▸ AIM OF THE TASK: Starting from the line containing "If you could point out the muddy", give again every line through the end of the entries, word for word. Pictures stay out of the copy.

▸ RAW RECORDS:
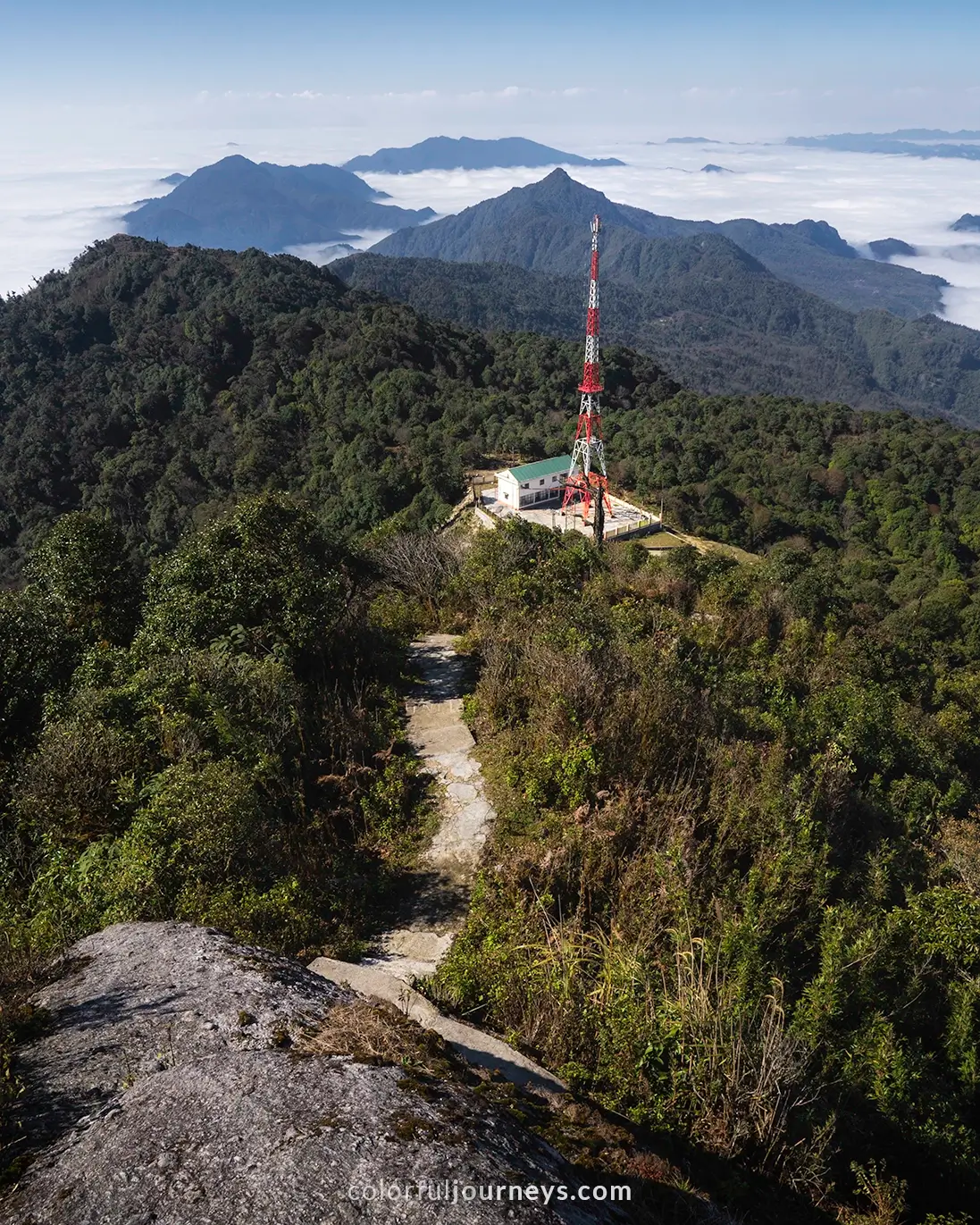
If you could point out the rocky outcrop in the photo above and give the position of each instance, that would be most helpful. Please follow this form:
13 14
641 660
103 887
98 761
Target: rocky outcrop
183 1079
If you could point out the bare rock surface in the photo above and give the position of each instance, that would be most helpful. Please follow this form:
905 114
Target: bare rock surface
178 1083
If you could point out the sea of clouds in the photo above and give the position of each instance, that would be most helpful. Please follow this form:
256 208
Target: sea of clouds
53 207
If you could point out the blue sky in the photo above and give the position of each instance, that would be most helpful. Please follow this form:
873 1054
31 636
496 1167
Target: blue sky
756 63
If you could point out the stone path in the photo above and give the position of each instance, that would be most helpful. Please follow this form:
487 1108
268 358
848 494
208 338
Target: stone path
439 897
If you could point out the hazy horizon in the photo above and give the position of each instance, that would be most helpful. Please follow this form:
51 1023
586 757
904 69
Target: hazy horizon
101 102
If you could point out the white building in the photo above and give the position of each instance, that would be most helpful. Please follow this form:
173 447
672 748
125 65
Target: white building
533 482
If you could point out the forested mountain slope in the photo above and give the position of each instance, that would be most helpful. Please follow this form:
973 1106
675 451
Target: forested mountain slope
709 314
734 888
161 385
540 227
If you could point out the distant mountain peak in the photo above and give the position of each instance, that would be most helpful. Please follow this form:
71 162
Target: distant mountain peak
238 204
467 154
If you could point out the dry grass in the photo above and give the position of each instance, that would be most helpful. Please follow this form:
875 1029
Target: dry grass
376 1033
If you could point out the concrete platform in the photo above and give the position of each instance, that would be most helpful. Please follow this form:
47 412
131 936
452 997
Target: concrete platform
625 519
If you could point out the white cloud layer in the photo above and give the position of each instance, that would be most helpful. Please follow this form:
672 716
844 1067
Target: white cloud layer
49 214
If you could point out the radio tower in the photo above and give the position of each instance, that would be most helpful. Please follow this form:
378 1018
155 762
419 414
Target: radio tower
587 478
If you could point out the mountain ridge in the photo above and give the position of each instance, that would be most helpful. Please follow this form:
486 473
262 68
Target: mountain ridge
465 154
808 254
235 204
712 315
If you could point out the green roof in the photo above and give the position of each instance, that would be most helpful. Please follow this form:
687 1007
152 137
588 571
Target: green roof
541 468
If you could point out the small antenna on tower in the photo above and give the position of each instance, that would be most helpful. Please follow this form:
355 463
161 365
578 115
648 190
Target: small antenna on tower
587 477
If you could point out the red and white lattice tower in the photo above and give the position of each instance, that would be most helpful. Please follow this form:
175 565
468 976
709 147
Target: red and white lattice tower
587 472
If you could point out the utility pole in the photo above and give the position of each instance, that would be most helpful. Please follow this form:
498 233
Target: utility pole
598 519
587 477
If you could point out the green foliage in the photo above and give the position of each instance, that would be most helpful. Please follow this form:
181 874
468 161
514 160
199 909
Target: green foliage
222 766
735 887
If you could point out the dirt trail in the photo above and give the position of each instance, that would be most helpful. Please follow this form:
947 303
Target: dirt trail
439 897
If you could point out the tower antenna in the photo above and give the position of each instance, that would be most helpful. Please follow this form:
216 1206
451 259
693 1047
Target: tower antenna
587 478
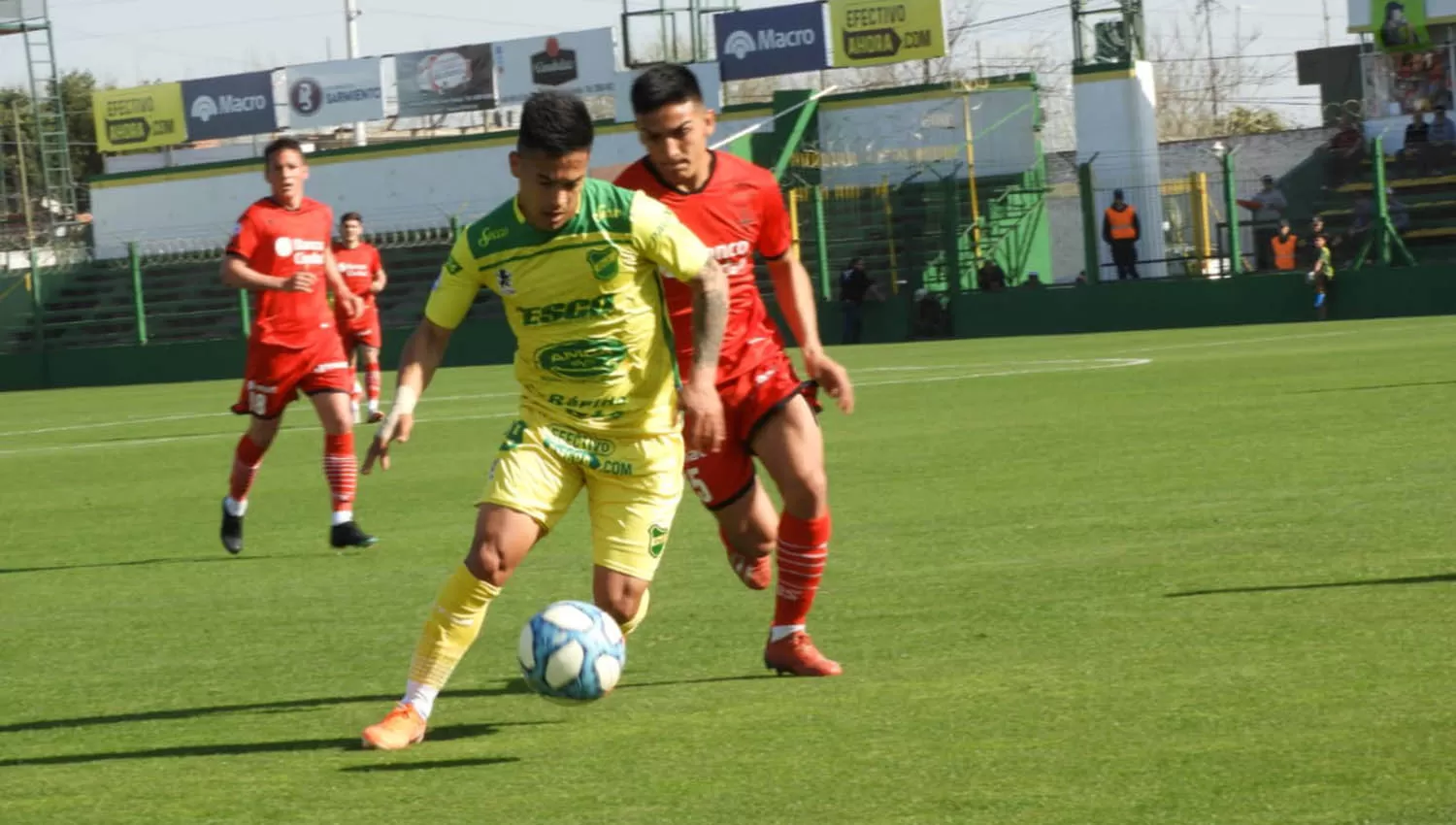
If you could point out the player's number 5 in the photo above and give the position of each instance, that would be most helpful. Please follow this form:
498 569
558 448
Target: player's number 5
699 484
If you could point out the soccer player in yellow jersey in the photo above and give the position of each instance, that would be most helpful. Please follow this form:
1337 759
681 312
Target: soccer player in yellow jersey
576 261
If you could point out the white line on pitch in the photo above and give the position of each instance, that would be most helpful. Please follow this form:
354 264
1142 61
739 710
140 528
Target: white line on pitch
204 435
194 416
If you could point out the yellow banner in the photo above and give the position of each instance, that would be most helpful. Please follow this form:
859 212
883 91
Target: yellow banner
146 116
873 32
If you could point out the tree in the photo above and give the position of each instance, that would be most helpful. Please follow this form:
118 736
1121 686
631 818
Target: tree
1252 121
1197 95
75 90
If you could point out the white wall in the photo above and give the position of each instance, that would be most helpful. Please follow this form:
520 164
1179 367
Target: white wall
424 185
862 146
398 189
1117 133
1360 12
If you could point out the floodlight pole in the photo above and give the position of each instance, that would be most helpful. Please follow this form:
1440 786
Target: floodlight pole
351 29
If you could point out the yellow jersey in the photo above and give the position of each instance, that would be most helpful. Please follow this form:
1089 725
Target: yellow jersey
593 343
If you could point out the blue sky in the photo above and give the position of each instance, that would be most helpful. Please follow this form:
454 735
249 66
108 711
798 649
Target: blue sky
127 41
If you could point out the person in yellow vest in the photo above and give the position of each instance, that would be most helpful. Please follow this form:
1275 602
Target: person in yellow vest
1284 247
1322 277
1121 230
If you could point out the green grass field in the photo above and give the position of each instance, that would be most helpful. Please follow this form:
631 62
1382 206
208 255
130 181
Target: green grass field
1152 578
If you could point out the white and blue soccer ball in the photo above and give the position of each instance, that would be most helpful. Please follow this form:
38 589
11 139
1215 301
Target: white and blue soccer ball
573 652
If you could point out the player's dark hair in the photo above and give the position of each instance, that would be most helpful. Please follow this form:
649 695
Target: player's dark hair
281 145
555 124
664 84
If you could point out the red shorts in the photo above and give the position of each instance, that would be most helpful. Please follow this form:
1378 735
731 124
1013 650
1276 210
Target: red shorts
360 332
274 376
748 402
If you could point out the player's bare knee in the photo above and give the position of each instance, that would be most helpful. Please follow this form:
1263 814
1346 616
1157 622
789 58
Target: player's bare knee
747 537
619 595
262 431
488 562
807 493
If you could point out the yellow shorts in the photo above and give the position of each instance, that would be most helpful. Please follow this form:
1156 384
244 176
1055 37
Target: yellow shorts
634 486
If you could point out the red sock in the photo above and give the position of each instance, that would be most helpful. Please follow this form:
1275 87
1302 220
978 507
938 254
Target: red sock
803 550
341 469
372 380
247 460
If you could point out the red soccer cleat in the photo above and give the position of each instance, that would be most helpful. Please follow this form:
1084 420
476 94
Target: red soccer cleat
798 656
753 571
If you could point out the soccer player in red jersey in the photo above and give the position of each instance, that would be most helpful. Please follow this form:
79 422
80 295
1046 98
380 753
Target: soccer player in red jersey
281 252
364 276
736 209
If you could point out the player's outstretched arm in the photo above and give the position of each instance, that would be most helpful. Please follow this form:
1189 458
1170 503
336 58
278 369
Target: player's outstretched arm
795 294
699 395
422 354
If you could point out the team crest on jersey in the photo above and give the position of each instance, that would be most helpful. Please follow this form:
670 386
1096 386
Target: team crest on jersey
605 262
745 204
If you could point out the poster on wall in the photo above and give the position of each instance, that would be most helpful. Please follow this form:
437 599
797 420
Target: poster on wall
873 32
334 93
584 63
146 116
1412 82
1400 25
437 82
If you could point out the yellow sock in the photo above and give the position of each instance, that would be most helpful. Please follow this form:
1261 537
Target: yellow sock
637 618
454 621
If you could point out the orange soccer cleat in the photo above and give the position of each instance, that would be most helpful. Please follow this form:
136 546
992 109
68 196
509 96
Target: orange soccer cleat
753 571
798 656
402 728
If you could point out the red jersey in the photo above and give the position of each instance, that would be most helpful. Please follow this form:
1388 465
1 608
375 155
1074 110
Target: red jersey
280 242
737 213
358 267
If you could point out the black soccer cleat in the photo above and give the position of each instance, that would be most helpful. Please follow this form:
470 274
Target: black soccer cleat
232 531
348 534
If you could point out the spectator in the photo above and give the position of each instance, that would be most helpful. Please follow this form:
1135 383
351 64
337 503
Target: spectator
853 285
1440 137
990 277
1283 248
1121 230
1269 209
1344 153
1412 154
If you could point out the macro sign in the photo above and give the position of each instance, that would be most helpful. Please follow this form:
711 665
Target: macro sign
227 107
145 116
766 43
873 32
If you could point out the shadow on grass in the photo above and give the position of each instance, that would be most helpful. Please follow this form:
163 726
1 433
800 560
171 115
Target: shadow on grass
513 687
1404 386
1436 579
244 748
139 563
478 763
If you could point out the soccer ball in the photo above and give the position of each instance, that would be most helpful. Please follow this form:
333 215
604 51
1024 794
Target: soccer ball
571 652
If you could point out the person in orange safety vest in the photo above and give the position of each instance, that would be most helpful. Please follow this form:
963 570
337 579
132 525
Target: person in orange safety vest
1121 230
1284 248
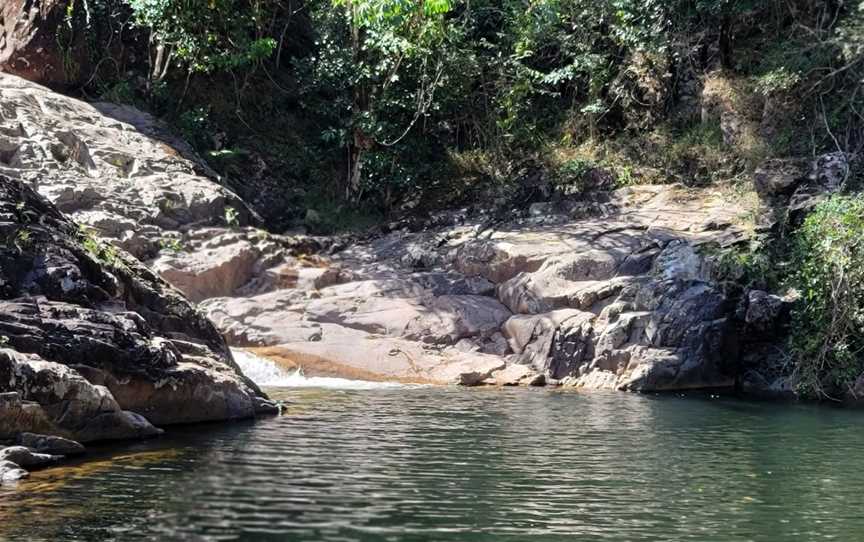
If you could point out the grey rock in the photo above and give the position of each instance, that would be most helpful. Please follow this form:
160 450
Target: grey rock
50 444
11 472
61 306
763 310
25 458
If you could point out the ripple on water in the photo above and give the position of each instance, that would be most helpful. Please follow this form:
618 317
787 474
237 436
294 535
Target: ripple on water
430 463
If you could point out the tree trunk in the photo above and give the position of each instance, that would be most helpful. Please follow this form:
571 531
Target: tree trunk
359 108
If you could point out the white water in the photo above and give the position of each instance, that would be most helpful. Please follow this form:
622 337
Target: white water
268 373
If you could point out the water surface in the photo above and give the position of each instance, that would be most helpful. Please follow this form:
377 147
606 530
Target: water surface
428 463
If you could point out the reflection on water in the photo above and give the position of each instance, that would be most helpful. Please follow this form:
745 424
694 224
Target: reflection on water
447 464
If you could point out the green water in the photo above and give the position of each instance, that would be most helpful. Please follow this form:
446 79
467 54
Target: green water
442 464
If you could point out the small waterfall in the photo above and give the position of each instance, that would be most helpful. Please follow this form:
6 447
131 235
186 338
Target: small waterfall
267 373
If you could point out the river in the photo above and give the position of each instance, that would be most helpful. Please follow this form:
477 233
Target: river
371 462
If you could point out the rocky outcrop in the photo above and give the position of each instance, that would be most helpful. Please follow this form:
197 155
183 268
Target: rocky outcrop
609 291
95 345
28 44
621 298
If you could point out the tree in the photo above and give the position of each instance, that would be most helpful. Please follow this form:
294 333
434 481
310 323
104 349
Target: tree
385 36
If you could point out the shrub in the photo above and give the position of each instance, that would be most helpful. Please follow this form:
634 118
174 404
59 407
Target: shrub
828 339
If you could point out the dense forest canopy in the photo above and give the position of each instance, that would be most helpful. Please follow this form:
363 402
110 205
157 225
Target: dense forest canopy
340 113
401 96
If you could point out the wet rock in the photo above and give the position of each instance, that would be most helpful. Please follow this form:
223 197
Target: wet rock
213 272
27 459
763 310
778 176
517 375
50 444
67 311
10 472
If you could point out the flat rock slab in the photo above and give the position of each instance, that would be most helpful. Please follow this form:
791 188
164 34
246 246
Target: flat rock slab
351 353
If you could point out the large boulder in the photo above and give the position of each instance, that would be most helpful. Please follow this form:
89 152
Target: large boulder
99 347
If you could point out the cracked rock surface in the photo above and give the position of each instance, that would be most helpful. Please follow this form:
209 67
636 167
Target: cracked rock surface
613 291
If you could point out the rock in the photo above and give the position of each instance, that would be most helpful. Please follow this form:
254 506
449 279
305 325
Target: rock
214 272
25 458
49 444
28 43
517 375
69 312
109 167
356 354
56 399
763 310
10 472
264 320
777 176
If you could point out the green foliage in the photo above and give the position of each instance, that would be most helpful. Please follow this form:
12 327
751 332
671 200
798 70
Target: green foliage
100 251
196 127
206 35
828 342
569 176
171 244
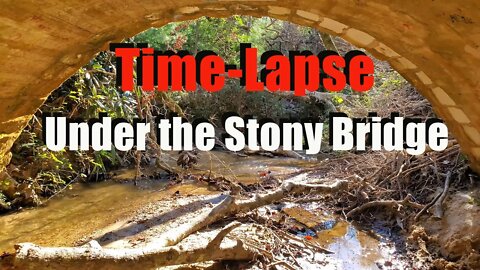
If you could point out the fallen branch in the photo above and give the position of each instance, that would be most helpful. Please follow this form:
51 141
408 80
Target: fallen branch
30 256
395 205
438 206
229 207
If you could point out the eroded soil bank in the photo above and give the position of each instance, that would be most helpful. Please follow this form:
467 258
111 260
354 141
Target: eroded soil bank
118 214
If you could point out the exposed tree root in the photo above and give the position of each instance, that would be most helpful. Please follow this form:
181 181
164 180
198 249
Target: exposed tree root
230 206
438 206
30 256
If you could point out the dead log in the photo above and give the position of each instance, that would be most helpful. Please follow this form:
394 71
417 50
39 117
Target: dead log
438 206
30 256
389 204
230 206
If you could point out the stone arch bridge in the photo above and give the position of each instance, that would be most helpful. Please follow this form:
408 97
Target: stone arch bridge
433 44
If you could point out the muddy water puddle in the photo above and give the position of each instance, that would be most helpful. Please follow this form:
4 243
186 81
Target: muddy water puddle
351 247
88 208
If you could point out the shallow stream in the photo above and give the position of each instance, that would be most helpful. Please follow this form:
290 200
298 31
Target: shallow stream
87 208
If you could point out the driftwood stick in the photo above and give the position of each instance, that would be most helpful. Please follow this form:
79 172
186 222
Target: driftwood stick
392 204
230 207
438 206
30 256
424 209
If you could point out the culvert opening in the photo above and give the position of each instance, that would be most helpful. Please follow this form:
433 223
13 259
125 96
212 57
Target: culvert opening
386 190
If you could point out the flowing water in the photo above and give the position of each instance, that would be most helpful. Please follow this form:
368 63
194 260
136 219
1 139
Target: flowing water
87 208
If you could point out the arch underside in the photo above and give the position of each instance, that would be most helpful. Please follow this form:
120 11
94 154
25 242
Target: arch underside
435 45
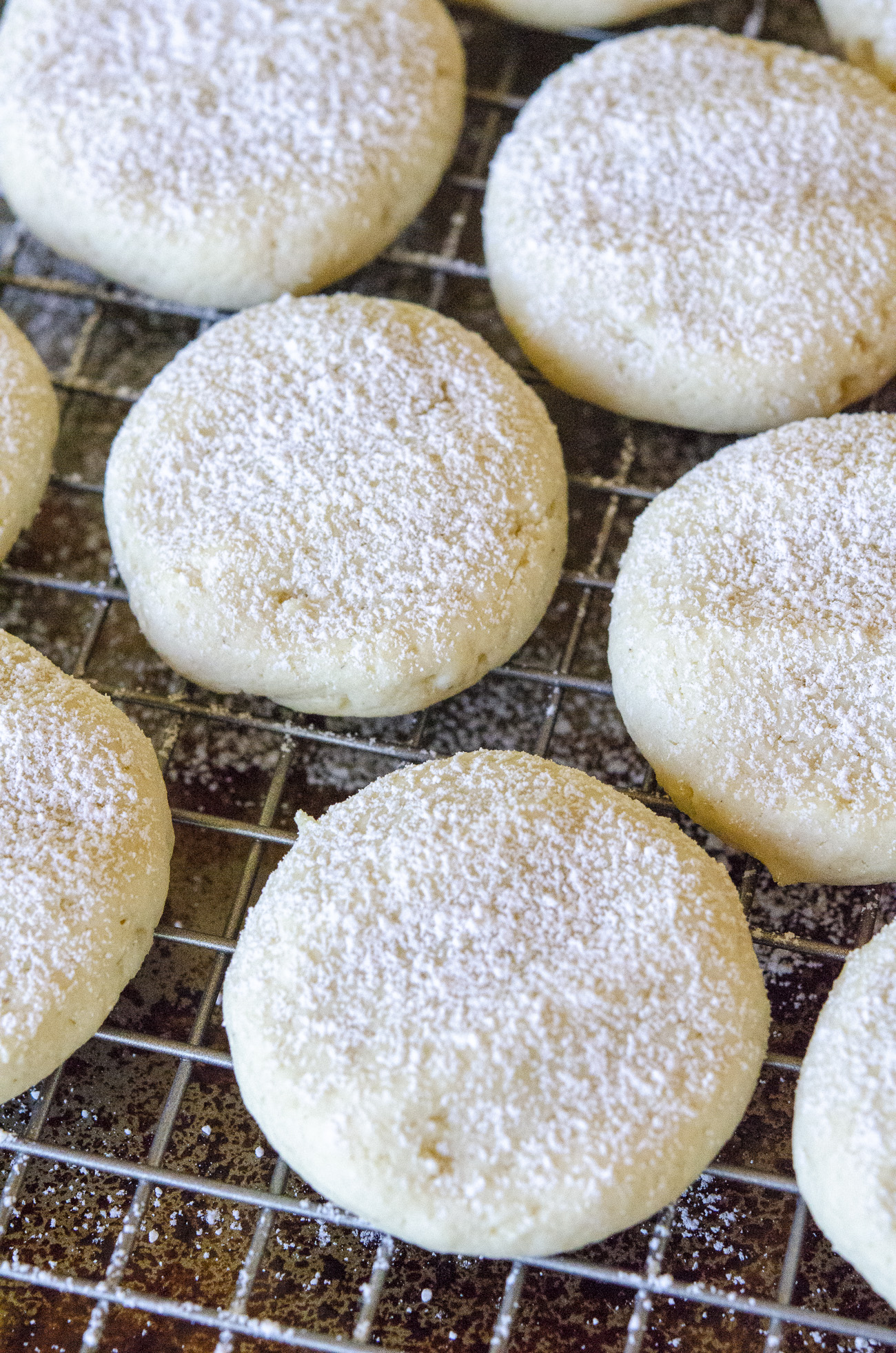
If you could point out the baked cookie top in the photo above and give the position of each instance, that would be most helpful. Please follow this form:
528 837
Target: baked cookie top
493 1006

▸ FULL ANSWER:
If you could point out the muddy water puddle in the photo above and give the position of each instance, that would be most helpful. Please follow this form:
4 243
186 81
Target: muddy water puddle
351 247
88 208
If you could point out the shallow stream in the photo above and give the position of each instance, that would be most helpful. Please follow this form:
290 200
298 31
Target: shallow stream
87 208
If you could point out the driftwood stick in the photo above and give the position of each instance, that would be most helpful. Please follow this form:
79 172
186 222
Target: driftwood stick
392 204
230 207
438 206
30 256
424 209
If you could point out the culvert opening in the photo above and give the position of each instance, that would be most helpful. Please follow this form:
433 223
13 259
125 96
212 57
Target: culvert opening
386 190
If you could point out the flowing water in the photo above and give the position of each instance, that would be most helpful. Please follow this form:
368 63
194 260
136 219
1 139
Target: flowing water
87 208
If you could point out the arch underside in the photo above and give the position of each instance, that would be most helpful. Please follow this form:
120 11
94 154
25 242
Target: arch underside
435 45
If you could point out the baked cookie top in the photo above and give the position of each instance, that would be most helpful. Please follow this form:
528 837
Target: baked cookie top
493 1006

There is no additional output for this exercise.